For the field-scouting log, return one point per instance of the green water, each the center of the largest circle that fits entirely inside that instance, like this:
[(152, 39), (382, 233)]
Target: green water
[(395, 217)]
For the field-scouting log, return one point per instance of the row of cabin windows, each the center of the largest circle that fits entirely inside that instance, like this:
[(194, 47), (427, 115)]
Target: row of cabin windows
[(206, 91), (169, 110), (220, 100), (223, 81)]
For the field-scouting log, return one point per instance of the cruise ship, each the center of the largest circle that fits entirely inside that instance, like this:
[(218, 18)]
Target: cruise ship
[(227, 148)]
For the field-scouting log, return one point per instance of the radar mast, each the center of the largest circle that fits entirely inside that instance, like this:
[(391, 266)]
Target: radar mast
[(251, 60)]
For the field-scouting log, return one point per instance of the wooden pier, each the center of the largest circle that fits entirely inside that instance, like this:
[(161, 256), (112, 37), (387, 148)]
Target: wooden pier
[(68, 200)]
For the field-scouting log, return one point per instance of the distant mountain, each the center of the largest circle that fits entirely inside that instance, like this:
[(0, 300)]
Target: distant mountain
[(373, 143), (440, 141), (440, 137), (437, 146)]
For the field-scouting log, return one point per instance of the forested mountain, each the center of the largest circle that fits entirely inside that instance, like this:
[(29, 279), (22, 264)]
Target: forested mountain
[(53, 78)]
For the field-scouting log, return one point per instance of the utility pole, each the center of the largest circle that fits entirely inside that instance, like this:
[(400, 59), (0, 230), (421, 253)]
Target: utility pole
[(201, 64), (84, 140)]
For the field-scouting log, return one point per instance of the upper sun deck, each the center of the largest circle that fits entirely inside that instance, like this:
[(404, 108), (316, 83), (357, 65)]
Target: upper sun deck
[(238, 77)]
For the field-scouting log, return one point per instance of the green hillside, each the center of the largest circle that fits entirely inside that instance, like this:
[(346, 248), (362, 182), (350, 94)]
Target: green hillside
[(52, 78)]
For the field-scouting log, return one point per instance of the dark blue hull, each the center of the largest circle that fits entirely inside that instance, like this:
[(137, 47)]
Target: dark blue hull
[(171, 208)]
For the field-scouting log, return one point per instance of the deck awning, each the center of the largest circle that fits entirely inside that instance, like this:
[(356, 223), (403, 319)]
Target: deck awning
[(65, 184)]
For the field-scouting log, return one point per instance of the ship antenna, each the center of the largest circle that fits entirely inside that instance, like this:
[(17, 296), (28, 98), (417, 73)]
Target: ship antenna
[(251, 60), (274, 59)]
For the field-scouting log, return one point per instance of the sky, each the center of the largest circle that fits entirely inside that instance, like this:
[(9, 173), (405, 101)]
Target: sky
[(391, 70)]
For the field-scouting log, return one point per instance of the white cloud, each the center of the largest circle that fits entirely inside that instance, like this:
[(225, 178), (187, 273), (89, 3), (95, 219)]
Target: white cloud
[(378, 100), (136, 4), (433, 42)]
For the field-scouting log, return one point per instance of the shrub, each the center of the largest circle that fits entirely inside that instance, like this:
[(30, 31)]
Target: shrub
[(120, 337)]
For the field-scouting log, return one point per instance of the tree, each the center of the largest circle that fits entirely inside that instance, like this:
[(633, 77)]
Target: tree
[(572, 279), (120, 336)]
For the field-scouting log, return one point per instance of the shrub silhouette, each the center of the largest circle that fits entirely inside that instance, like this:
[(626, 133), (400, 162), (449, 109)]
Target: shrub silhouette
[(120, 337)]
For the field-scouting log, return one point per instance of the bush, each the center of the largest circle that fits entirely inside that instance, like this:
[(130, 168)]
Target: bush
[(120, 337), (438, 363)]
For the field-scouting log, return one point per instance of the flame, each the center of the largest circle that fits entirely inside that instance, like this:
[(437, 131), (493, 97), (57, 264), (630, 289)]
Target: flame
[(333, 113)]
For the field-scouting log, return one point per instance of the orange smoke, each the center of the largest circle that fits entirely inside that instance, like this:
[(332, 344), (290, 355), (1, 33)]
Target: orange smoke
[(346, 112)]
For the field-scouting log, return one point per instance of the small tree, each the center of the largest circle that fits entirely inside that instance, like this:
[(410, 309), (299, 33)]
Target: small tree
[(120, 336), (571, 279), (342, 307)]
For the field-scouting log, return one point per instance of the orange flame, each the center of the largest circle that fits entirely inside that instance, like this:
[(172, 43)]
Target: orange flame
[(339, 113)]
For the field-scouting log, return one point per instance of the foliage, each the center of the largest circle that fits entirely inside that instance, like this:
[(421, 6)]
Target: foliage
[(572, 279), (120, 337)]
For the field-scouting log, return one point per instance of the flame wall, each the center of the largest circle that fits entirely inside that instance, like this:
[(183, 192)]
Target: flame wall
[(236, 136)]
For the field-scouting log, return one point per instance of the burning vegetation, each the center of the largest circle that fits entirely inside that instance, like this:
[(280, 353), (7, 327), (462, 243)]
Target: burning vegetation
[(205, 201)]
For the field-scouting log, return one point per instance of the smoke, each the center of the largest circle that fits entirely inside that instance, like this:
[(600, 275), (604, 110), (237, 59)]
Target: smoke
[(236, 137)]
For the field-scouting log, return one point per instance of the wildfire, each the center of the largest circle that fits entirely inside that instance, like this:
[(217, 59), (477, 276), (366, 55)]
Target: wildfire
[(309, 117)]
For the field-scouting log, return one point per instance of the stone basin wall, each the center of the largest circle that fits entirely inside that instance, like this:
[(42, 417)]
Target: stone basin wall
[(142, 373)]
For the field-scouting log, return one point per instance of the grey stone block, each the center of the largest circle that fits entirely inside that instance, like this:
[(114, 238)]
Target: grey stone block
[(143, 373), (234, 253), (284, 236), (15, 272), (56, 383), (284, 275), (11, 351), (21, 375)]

┄┄┄┄┄┄

PROBLEM –
Output the entire listing precisely as it stands.

RESPONSE FOR THIS EXERCISE –
For the field-scouting log, return one point per instance of the green water, each the center of the largest circle that fits entirely inside that instance, like this:
[(152, 39), (382, 233)]
Target: green water
[(395, 217)]
For the field-scouting log, return one point per instance of the row of cabin windows, each the center of the largest circle that fits entirely inside that instance, like this:
[(194, 47), (427, 115)]
Target: row of cabin windows
[(206, 91), (169, 110), (220, 100), (223, 81)]
For the field-scouting log, return one point per instance of the cruise ship, each the center of the largest circle that fits entirely inside that instance, like this:
[(218, 18)]
Target: cruise ship
[(227, 148)]
For the field-scouting log, return one point per instance of the radar mast, each the center of the largest circle that fits entirely inside that instance, like this:
[(391, 266)]
Target: radar mast
[(251, 60)]
For the field-scouting log, return one point per instance of the wooden pier, each the center of the largest circle that fits entirely inside that instance, like this:
[(161, 256), (112, 37), (387, 148)]
Target: wooden pier
[(68, 200)]
For the field-scouting log, return one point per instance of the distant mountain, each the center of the largest circle that fits entirely inside that instance, like this:
[(0, 300)]
Target: distant mountain
[(373, 143), (440, 141), (440, 137), (437, 146)]
For the field-scouting log, return one point per instance of the forested mountain, each the center of the largest circle that fits entirely inside that instance, like this:
[(29, 279), (22, 264)]
Target: forested mountain
[(53, 78)]
For the field-scouting log, return one point per instance of the utility pole, each the center of the largest circle that fits entirely inside that instance, like this:
[(400, 59), (0, 230), (421, 253)]
Target: utility pole
[(201, 64), (84, 140)]
For the field-scouting log, return one point per instance of the upper sun deck, each the center of the largest circle that fits entirely inside that instance, like this:
[(404, 108), (316, 83), (357, 65)]
Target: upper sun deck
[(238, 77)]
For the field-scouting log, return one point per instance of the green hillside, each the center of the largest circle that fits entirely inside that instance, like this:
[(346, 248), (362, 182), (350, 94)]
Target: green hillside
[(52, 78)]
For the field-scouting log, return one point per instance of the dark blue hull, each the center of the largest circle that fits entirely inside that instance, like this:
[(137, 47)]
Target: dark blue hull
[(171, 208)]
For the field-scouting log, return one point per instance of the deck awning, each the center of the largest circle that fits entirely inside that instance, like this:
[(356, 223), (403, 319)]
Target: deck awning
[(65, 184)]
For the field-scouting log, return one point per instance of the ship antenna, each the center of the largest circle that fits entirely inside that instance, like this:
[(17, 296), (28, 98), (417, 73)]
Target: ship antenna
[(251, 60), (274, 59)]
For the field-scouting log, return one point per instance of the sky, each the center of the largest circle that fits entirely inside that instance, like this:
[(9, 173), (405, 101)]
Target: sky
[(391, 70)]
For the field-scouting log, return one point per instance of the white cloud, each the center of the largest circle that fits entirely inside that instance, like this:
[(225, 178), (187, 273), (89, 3), (95, 219)]
Target: white cloud
[(378, 100), (136, 4), (433, 42)]
For the field-scouting log, return one point per instance of the shrub, each the center of the largest circle that fits entirely inside that instance, like this:
[(30, 31)]
Target: shrub
[(120, 337)]
For the field-scouting log, return one point per instance of the tree, each the center of the largest circle that fits entirely inside that instance, like this:
[(633, 77)]
Target: tree
[(572, 279), (120, 336)]
For the field-scouting log, return one point per instance of the shrub silhouette, each the center of the largest circle that fits entirely inside that instance, like this:
[(626, 133), (400, 162), (449, 109)]
Target: shrub silhouette
[(120, 337)]
For the field-scouting log, return one point per instance of the bush, each the center of the largest circle that fits entirely inside that instance, like this:
[(130, 168)]
Target: bush
[(120, 337), (438, 363)]
For the field-scouting log, return one point per instance of the flame, each the center of the largest circle that fits entirely inside that instance, like this:
[(437, 131), (493, 97), (57, 264), (630, 289)]
Target: flame
[(333, 113)]
For the field-scouting log, return one point per instance of the orange smoke, each the center of the largest circle that fits entirely inside that instance, like this:
[(332, 344), (290, 355), (1, 33)]
Target: orange smoke
[(346, 112)]
For the field-scouting log, return one point per instance of the small tree, each the center of the largest circle that fits entirely inside that instance, like this:
[(410, 309), (299, 33)]
Target: small tree
[(120, 336), (571, 279), (342, 307)]
For the field-scouting log, return one point per instance of the orange flame, each the center of the largest circle that fits entirely inside that instance, like this:
[(172, 43)]
Target: orange flame
[(339, 113)]
For the field-scouting log, return one point per instance of the foliage, each the center of the largest circle that fits entirely inside that instance, like this:
[(421, 6)]
Target: foliage
[(572, 279), (120, 337)]
For the field-scouting log, return one point per instance of the flame wall, each the center of the largest circle that fits entirely inside that instance, like this:
[(183, 192)]
Target: flame wall
[(236, 136)]
For the field-scouting log, return one point per instance of the burning vegetation, each the center of the largest circle that fits entirely inside that instance, like this:
[(280, 353), (7, 327), (462, 243)]
Target: burning vegetation
[(205, 201)]
For the field-scouting log, return one point per instance of the smoke, each the center of the largest circle that fits entirely inside that instance, like this:
[(600, 275), (604, 110), (237, 59)]
Target: smoke
[(236, 137)]
For the field-scouting log, return one point per instance of the wildfire, each the center of the largest circle that fits entirely inside that instance, like this:
[(217, 59), (477, 276), (366, 55)]
Target: wildfire
[(309, 117)]
For the field-scouting log, return one point per instance of the stone basin wall, each the center of the largest circle that fits entirely inside that instance, like this:
[(42, 417)]
Target: stone basin wall
[(142, 373)]
For the field-scouting log, return one point per instance of the grey stone block, each the center of the largest circle that fits entirely inside that instance, like this:
[(114, 238)]
Target: grey stone block
[(143, 373), (234, 253), (284, 236), (15, 272), (56, 383), (284, 275), (11, 351), (21, 375)]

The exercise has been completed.